■ Written problem: Give as a numbered list every line of the material from the line with "Intersection-audit request. Target: pedestrian" through the end of the material, leaving out blank lines and pictures.

■ Data listing:
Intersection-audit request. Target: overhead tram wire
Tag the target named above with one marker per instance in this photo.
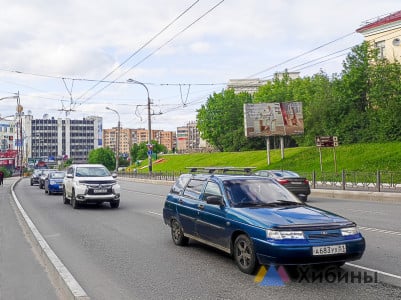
(156, 50)
(313, 62)
(141, 48)
(300, 55)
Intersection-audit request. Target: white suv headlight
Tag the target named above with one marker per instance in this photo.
(349, 231)
(281, 235)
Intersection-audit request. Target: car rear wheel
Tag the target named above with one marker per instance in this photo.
(244, 254)
(115, 204)
(177, 234)
(65, 199)
(74, 201)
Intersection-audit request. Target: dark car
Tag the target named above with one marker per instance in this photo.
(54, 182)
(35, 176)
(292, 181)
(257, 221)
(42, 177)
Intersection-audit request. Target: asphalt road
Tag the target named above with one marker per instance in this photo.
(127, 253)
(21, 274)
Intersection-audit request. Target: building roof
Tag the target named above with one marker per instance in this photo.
(381, 21)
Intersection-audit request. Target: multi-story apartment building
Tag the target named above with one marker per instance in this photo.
(189, 140)
(7, 132)
(384, 33)
(52, 139)
(111, 139)
(129, 137)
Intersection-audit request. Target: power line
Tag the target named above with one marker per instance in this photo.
(141, 48)
(300, 55)
(157, 49)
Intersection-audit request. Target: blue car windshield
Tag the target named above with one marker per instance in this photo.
(92, 172)
(257, 192)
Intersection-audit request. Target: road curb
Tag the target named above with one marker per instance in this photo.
(356, 195)
(60, 276)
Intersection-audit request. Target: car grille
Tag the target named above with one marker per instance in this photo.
(323, 235)
(104, 188)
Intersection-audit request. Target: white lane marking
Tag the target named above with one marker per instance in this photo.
(380, 230)
(154, 213)
(365, 211)
(52, 235)
(374, 270)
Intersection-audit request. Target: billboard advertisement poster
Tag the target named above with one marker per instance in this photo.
(270, 119)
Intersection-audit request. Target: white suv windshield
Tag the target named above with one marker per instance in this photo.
(92, 172)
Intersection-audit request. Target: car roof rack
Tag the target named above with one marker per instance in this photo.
(222, 170)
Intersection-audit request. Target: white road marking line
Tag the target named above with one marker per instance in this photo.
(380, 230)
(374, 270)
(154, 213)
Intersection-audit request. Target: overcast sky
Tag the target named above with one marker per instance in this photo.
(74, 57)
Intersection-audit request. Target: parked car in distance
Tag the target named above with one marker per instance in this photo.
(54, 182)
(42, 177)
(257, 221)
(35, 176)
(90, 183)
(292, 181)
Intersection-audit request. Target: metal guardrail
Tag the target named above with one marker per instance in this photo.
(380, 181)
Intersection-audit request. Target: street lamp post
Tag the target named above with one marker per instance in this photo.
(117, 139)
(19, 131)
(150, 147)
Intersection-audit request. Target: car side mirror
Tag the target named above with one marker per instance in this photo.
(214, 200)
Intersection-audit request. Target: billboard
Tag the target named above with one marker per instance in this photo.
(269, 119)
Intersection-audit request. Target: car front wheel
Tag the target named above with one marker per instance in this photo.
(244, 254)
(177, 234)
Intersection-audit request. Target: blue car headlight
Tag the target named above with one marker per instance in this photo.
(281, 235)
(349, 231)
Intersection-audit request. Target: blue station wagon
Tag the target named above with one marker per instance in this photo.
(258, 222)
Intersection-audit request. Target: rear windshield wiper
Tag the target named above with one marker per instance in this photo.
(285, 202)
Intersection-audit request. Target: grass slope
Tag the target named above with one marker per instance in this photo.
(358, 157)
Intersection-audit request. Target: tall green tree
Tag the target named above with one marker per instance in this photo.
(104, 156)
(221, 122)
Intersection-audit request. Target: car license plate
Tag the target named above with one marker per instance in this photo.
(329, 250)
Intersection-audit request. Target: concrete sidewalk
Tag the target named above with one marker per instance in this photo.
(21, 274)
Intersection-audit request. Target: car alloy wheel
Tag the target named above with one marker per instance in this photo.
(177, 234)
(65, 199)
(74, 201)
(244, 254)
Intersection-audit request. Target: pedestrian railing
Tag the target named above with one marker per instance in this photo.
(380, 181)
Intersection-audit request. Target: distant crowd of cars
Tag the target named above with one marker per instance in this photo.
(80, 184)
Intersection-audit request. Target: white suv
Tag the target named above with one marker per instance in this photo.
(90, 183)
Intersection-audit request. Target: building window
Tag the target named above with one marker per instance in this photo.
(381, 49)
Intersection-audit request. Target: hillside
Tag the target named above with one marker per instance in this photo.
(358, 157)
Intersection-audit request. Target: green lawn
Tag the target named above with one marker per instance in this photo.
(358, 157)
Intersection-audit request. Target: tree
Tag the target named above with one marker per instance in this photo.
(104, 156)
(221, 122)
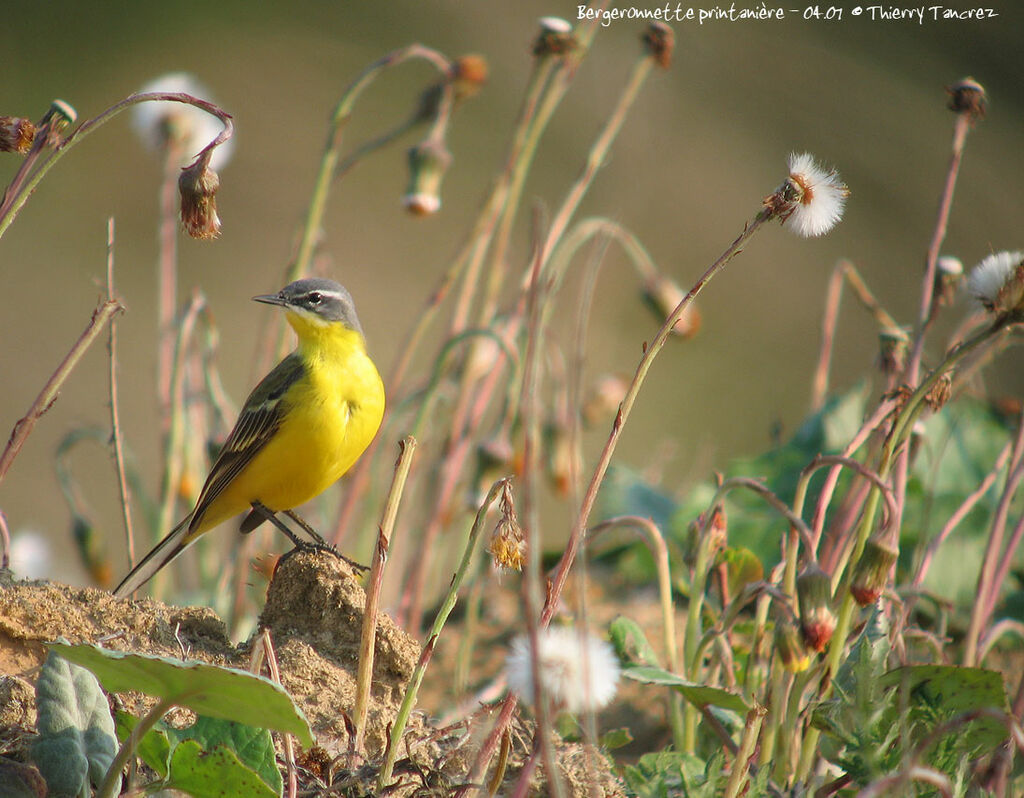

■ Finished answer:
1. Intersection-audit request. Target: pedestrian railing
2. Tag the target named above with one marker per instance in this photo.
3. (380, 181)
4. Intersection-audit request. Target: distant crowd of cars
5. Tag the target named above with one marker per instance in this photo.
6. (80, 184)
7. Intersection-audit request. Target: white suv
8. Tag the target named above with one marker per instance in this photo.
9. (90, 183)
10. Intersection-audit request. Target: building window
11. Tag the target named above with one marker per instance in this photo.
12. (381, 49)
13. Intersection-audit request. Target: hillside
14. Tag the target named above with one marker per instance in this photo.
15. (358, 157)
16. Intersection-audit request. Target: green lawn
17. Tag the target named above with one marker per instance in this photo.
18. (358, 157)
19. Intersection-audit request. Target: tree
20. Tag the target named above with one marker per instance in this photo.
21. (104, 156)
22. (221, 122)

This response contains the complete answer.